TO BE DONE: From the lines below, pick out each one containing the word "distant" and copy it.

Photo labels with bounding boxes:
○ ○ ○ ○ ○

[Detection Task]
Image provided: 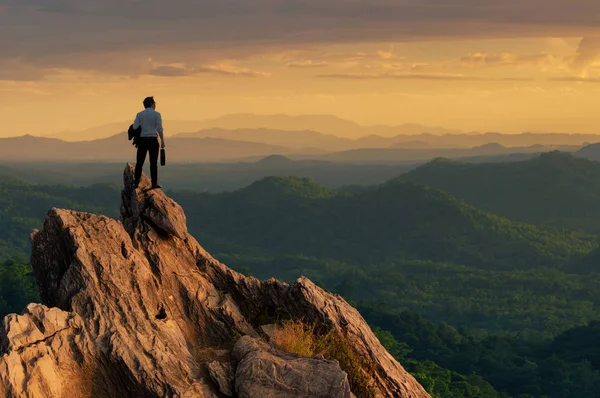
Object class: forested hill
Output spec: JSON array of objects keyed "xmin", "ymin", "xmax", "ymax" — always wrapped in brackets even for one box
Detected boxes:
[
  {"xmin": 175, "ymin": 177, "xmax": 593, "ymax": 269},
  {"xmin": 0, "ymin": 176, "xmax": 120, "ymax": 260},
  {"xmin": 0, "ymin": 173, "xmax": 600, "ymax": 398},
  {"xmin": 397, "ymin": 152, "xmax": 600, "ymax": 233}
]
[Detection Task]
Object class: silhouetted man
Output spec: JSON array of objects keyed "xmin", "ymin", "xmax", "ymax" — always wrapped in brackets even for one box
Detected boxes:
[{"xmin": 133, "ymin": 97, "xmax": 165, "ymax": 188}]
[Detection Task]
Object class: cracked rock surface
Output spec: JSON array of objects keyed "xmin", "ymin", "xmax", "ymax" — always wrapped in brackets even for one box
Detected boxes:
[{"xmin": 0, "ymin": 165, "xmax": 429, "ymax": 398}]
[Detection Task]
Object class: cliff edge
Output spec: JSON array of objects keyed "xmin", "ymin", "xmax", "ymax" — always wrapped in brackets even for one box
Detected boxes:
[{"xmin": 0, "ymin": 165, "xmax": 429, "ymax": 398}]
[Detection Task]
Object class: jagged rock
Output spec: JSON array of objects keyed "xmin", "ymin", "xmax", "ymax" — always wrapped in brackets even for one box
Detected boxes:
[
  {"xmin": 233, "ymin": 336, "xmax": 351, "ymax": 398},
  {"xmin": 208, "ymin": 361, "xmax": 235, "ymax": 397},
  {"xmin": 0, "ymin": 165, "xmax": 429, "ymax": 398}
]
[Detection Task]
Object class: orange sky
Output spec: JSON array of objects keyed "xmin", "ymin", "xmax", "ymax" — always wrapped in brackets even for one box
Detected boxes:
[{"xmin": 0, "ymin": 0, "xmax": 600, "ymax": 136}]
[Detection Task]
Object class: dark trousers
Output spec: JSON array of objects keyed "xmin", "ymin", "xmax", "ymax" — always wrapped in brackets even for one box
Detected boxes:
[{"xmin": 135, "ymin": 137, "xmax": 160, "ymax": 185}]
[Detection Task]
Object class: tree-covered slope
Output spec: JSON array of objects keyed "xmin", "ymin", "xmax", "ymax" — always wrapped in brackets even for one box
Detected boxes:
[
  {"xmin": 397, "ymin": 152, "xmax": 600, "ymax": 232},
  {"xmin": 0, "ymin": 176, "xmax": 119, "ymax": 260},
  {"xmin": 175, "ymin": 177, "xmax": 592, "ymax": 269}
]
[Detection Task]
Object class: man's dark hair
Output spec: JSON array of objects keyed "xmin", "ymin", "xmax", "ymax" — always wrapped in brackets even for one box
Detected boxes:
[{"xmin": 144, "ymin": 97, "xmax": 156, "ymax": 108}]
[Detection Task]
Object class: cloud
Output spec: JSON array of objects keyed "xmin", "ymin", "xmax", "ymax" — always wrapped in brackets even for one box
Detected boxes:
[
  {"xmin": 460, "ymin": 52, "xmax": 555, "ymax": 67},
  {"xmin": 143, "ymin": 64, "xmax": 269, "ymax": 77},
  {"xmin": 148, "ymin": 65, "xmax": 190, "ymax": 77},
  {"xmin": 0, "ymin": 0, "xmax": 600, "ymax": 68},
  {"xmin": 317, "ymin": 72, "xmax": 533, "ymax": 81},
  {"xmin": 571, "ymin": 36, "xmax": 600, "ymax": 77},
  {"xmin": 549, "ymin": 76, "xmax": 600, "ymax": 83},
  {"xmin": 287, "ymin": 59, "xmax": 329, "ymax": 68}
]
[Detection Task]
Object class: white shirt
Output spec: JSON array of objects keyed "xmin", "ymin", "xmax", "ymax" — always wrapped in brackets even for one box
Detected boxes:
[{"xmin": 133, "ymin": 108, "xmax": 163, "ymax": 138}]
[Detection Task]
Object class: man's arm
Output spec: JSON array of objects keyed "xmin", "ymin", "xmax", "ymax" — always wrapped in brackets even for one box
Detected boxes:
[{"xmin": 156, "ymin": 113, "xmax": 165, "ymax": 148}]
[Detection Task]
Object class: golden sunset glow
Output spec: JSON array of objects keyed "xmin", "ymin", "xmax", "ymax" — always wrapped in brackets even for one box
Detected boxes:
[{"xmin": 0, "ymin": 0, "xmax": 600, "ymax": 136}]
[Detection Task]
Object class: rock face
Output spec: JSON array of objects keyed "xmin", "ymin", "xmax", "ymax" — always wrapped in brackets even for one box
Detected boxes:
[
  {"xmin": 0, "ymin": 165, "xmax": 429, "ymax": 398},
  {"xmin": 233, "ymin": 336, "xmax": 352, "ymax": 398}
]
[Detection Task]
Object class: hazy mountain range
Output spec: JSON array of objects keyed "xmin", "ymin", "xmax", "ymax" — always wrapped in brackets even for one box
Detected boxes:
[
  {"xmin": 0, "ymin": 131, "xmax": 580, "ymax": 164},
  {"xmin": 41, "ymin": 113, "xmax": 463, "ymax": 141}
]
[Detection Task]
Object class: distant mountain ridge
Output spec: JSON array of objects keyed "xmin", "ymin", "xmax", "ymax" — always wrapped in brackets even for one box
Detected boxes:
[
  {"xmin": 398, "ymin": 152, "xmax": 600, "ymax": 232},
  {"xmin": 0, "ymin": 133, "xmax": 294, "ymax": 162},
  {"xmin": 0, "ymin": 130, "xmax": 580, "ymax": 165}
]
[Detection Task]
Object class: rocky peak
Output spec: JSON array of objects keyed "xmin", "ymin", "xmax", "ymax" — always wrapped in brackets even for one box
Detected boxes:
[{"xmin": 0, "ymin": 165, "xmax": 429, "ymax": 398}]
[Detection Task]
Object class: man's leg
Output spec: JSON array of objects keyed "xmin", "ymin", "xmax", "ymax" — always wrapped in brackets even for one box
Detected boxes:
[
  {"xmin": 148, "ymin": 138, "xmax": 160, "ymax": 187},
  {"xmin": 135, "ymin": 138, "xmax": 148, "ymax": 187}
]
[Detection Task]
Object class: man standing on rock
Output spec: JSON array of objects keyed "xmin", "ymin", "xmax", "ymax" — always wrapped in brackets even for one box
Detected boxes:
[{"xmin": 133, "ymin": 97, "xmax": 165, "ymax": 189}]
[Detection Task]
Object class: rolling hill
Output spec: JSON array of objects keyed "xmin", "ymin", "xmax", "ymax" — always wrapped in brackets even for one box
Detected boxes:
[
  {"xmin": 398, "ymin": 152, "xmax": 600, "ymax": 232},
  {"xmin": 0, "ymin": 133, "xmax": 293, "ymax": 163},
  {"xmin": 175, "ymin": 177, "xmax": 591, "ymax": 269}
]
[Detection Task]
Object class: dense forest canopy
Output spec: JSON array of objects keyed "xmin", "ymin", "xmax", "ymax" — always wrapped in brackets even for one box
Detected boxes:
[{"xmin": 0, "ymin": 154, "xmax": 600, "ymax": 398}]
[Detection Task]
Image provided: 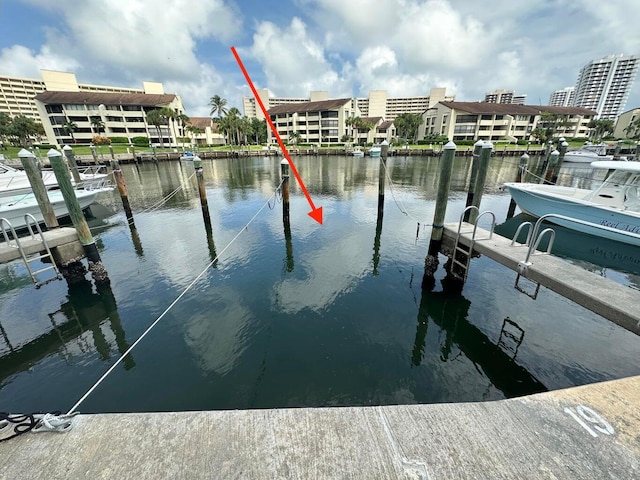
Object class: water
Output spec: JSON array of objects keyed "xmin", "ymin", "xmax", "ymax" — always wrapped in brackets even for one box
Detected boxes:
[{"xmin": 0, "ymin": 157, "xmax": 640, "ymax": 412}]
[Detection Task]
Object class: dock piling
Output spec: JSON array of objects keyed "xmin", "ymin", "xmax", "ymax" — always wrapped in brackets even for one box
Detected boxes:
[
  {"xmin": 18, "ymin": 148, "xmax": 60, "ymax": 229},
  {"xmin": 62, "ymin": 145, "xmax": 82, "ymax": 186},
  {"xmin": 47, "ymin": 148, "xmax": 109, "ymax": 282},
  {"xmin": 424, "ymin": 142, "xmax": 456, "ymax": 282},
  {"xmin": 469, "ymin": 142, "xmax": 493, "ymax": 223},
  {"xmin": 111, "ymin": 160, "xmax": 133, "ymax": 223},
  {"xmin": 507, "ymin": 153, "xmax": 529, "ymax": 218},
  {"xmin": 464, "ymin": 140, "xmax": 484, "ymax": 222},
  {"xmin": 193, "ymin": 155, "xmax": 213, "ymax": 232}
]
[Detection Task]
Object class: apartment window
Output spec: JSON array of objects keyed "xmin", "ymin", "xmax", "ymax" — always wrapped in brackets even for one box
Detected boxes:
[
  {"xmin": 456, "ymin": 115, "xmax": 478, "ymax": 123},
  {"xmin": 46, "ymin": 104, "xmax": 62, "ymax": 113}
]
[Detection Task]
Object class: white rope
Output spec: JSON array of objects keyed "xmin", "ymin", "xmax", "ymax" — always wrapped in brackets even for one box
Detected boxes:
[{"xmin": 67, "ymin": 180, "xmax": 284, "ymax": 415}]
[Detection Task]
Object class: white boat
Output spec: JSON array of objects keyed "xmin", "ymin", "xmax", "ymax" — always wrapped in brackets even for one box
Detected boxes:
[
  {"xmin": 0, "ymin": 186, "xmax": 114, "ymax": 230},
  {"xmin": 0, "ymin": 163, "xmax": 108, "ymax": 197},
  {"xmin": 563, "ymin": 143, "xmax": 626, "ymax": 163},
  {"xmin": 369, "ymin": 143, "xmax": 382, "ymax": 157},
  {"xmin": 351, "ymin": 147, "xmax": 364, "ymax": 157},
  {"xmin": 504, "ymin": 161, "xmax": 640, "ymax": 246}
]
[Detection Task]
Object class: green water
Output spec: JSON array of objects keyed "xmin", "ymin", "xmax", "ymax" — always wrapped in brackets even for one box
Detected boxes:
[{"xmin": 0, "ymin": 157, "xmax": 640, "ymax": 412}]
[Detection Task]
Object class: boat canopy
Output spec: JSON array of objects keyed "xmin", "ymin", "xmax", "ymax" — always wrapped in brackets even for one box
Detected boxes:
[{"xmin": 591, "ymin": 160, "xmax": 640, "ymax": 172}]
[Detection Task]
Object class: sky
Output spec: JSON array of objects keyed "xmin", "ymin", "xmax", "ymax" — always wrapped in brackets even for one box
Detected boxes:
[{"xmin": 0, "ymin": 0, "xmax": 640, "ymax": 116}]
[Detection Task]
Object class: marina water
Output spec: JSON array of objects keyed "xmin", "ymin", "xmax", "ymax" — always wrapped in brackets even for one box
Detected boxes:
[{"xmin": 0, "ymin": 156, "xmax": 640, "ymax": 413}]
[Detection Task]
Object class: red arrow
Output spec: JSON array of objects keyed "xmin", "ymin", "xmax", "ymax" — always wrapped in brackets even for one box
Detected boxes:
[{"xmin": 231, "ymin": 47, "xmax": 322, "ymax": 225}]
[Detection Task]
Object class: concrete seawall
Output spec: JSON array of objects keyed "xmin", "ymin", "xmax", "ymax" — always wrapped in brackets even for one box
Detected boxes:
[{"xmin": 0, "ymin": 377, "xmax": 640, "ymax": 480}]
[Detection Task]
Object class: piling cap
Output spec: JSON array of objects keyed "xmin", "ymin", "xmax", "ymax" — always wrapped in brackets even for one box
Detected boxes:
[
  {"xmin": 47, "ymin": 148, "xmax": 62, "ymax": 158},
  {"xmin": 18, "ymin": 148, "xmax": 35, "ymax": 158}
]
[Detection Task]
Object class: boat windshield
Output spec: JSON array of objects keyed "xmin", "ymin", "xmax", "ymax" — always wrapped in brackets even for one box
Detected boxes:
[{"xmin": 584, "ymin": 170, "xmax": 640, "ymax": 201}]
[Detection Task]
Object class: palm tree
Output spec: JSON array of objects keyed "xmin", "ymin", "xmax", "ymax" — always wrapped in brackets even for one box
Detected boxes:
[
  {"xmin": 62, "ymin": 120, "xmax": 78, "ymax": 143},
  {"xmin": 209, "ymin": 95, "xmax": 227, "ymax": 118},
  {"xmin": 147, "ymin": 109, "xmax": 167, "ymax": 148},
  {"xmin": 185, "ymin": 125, "xmax": 204, "ymax": 143},
  {"xmin": 91, "ymin": 117, "xmax": 104, "ymax": 135}
]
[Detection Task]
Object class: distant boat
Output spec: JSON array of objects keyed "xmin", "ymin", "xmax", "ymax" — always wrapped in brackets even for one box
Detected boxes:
[
  {"xmin": 563, "ymin": 143, "xmax": 627, "ymax": 163},
  {"xmin": 504, "ymin": 161, "xmax": 640, "ymax": 246},
  {"xmin": 0, "ymin": 186, "xmax": 114, "ymax": 230},
  {"xmin": 369, "ymin": 143, "xmax": 382, "ymax": 157},
  {"xmin": 0, "ymin": 163, "xmax": 108, "ymax": 197}
]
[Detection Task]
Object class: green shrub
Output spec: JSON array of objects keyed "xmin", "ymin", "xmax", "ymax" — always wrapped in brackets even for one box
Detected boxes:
[{"xmin": 131, "ymin": 137, "xmax": 149, "ymax": 147}]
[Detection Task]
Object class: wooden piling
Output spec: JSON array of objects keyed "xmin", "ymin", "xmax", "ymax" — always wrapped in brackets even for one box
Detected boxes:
[
  {"xmin": 464, "ymin": 140, "xmax": 484, "ymax": 222},
  {"xmin": 89, "ymin": 143, "xmax": 100, "ymax": 165},
  {"xmin": 280, "ymin": 158, "xmax": 291, "ymax": 228},
  {"xmin": 542, "ymin": 150, "xmax": 560, "ymax": 184},
  {"xmin": 469, "ymin": 142, "xmax": 493, "ymax": 223},
  {"xmin": 47, "ymin": 149, "xmax": 109, "ymax": 282},
  {"xmin": 18, "ymin": 148, "xmax": 59, "ymax": 229},
  {"xmin": 507, "ymin": 153, "xmax": 529, "ymax": 218},
  {"xmin": 425, "ymin": 142, "xmax": 456, "ymax": 279},
  {"xmin": 111, "ymin": 160, "xmax": 133, "ymax": 223},
  {"xmin": 193, "ymin": 155, "xmax": 213, "ymax": 231},
  {"xmin": 62, "ymin": 145, "xmax": 82, "ymax": 187}
]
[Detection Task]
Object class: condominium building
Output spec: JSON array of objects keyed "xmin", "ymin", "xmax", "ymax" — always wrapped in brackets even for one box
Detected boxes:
[
  {"xmin": 418, "ymin": 102, "xmax": 596, "ymax": 142},
  {"xmin": 242, "ymin": 88, "xmax": 455, "ymax": 120},
  {"xmin": 613, "ymin": 108, "xmax": 640, "ymax": 138},
  {"xmin": 0, "ymin": 70, "xmax": 152, "ymax": 122},
  {"xmin": 573, "ymin": 55, "xmax": 640, "ymax": 120},
  {"xmin": 484, "ymin": 89, "xmax": 527, "ymax": 105},
  {"xmin": 548, "ymin": 87, "xmax": 576, "ymax": 107},
  {"xmin": 35, "ymin": 91, "xmax": 185, "ymax": 146},
  {"xmin": 0, "ymin": 70, "xmax": 184, "ymax": 145}
]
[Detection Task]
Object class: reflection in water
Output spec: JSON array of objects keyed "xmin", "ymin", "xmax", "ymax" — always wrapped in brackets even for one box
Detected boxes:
[
  {"xmin": 0, "ymin": 157, "xmax": 637, "ymax": 412},
  {"xmin": 0, "ymin": 279, "xmax": 135, "ymax": 379},
  {"xmin": 411, "ymin": 262, "xmax": 547, "ymax": 397}
]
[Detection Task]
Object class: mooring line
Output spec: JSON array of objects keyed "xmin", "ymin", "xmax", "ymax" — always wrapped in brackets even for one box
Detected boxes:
[
  {"xmin": 380, "ymin": 161, "xmax": 431, "ymax": 229},
  {"xmin": 67, "ymin": 179, "xmax": 284, "ymax": 415}
]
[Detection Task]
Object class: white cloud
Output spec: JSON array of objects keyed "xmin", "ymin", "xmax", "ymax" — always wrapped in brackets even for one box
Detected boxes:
[
  {"xmin": 249, "ymin": 18, "xmax": 350, "ymax": 96},
  {"xmin": 0, "ymin": 45, "xmax": 79, "ymax": 78}
]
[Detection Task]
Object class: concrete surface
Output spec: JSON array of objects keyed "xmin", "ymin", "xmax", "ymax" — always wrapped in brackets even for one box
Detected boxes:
[
  {"xmin": 0, "ymin": 377, "xmax": 640, "ymax": 480},
  {"xmin": 442, "ymin": 223, "xmax": 640, "ymax": 335}
]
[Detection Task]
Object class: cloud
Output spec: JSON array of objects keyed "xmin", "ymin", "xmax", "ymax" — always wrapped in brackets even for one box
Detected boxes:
[
  {"xmin": 0, "ymin": 45, "xmax": 79, "ymax": 78},
  {"xmin": 249, "ymin": 18, "xmax": 350, "ymax": 96}
]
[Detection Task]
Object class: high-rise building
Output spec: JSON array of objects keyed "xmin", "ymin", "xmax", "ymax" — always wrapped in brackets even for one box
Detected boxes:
[
  {"xmin": 573, "ymin": 55, "xmax": 640, "ymax": 120},
  {"xmin": 548, "ymin": 87, "xmax": 576, "ymax": 107},
  {"xmin": 483, "ymin": 89, "xmax": 527, "ymax": 105}
]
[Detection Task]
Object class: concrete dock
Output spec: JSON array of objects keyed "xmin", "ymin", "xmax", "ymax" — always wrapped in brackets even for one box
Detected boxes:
[
  {"xmin": 442, "ymin": 223, "xmax": 640, "ymax": 335},
  {"xmin": 0, "ymin": 377, "xmax": 640, "ymax": 480}
]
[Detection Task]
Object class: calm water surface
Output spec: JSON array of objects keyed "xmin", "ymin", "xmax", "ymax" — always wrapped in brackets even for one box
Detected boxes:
[{"xmin": 0, "ymin": 157, "xmax": 640, "ymax": 412}]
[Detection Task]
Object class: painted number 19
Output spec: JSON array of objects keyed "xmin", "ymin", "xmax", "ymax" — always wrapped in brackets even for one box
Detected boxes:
[{"xmin": 564, "ymin": 405, "xmax": 616, "ymax": 437}]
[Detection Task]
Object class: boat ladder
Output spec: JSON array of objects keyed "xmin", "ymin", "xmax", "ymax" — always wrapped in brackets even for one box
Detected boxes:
[
  {"xmin": 511, "ymin": 219, "xmax": 556, "ymax": 300},
  {"xmin": 451, "ymin": 205, "xmax": 496, "ymax": 282},
  {"xmin": 0, "ymin": 213, "xmax": 62, "ymax": 288}
]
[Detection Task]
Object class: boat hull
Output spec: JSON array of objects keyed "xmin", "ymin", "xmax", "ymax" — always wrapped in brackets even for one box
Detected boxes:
[
  {"xmin": 562, "ymin": 151, "xmax": 613, "ymax": 163},
  {"xmin": 505, "ymin": 183, "xmax": 640, "ymax": 246},
  {"xmin": 0, "ymin": 188, "xmax": 113, "ymax": 230}
]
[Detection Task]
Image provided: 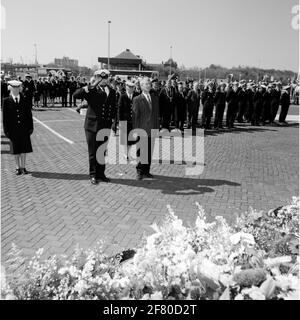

○ ○ ○ ○ ○

FULL RESPONSE:
Object class: distant mountain ridge
Object class: distant boat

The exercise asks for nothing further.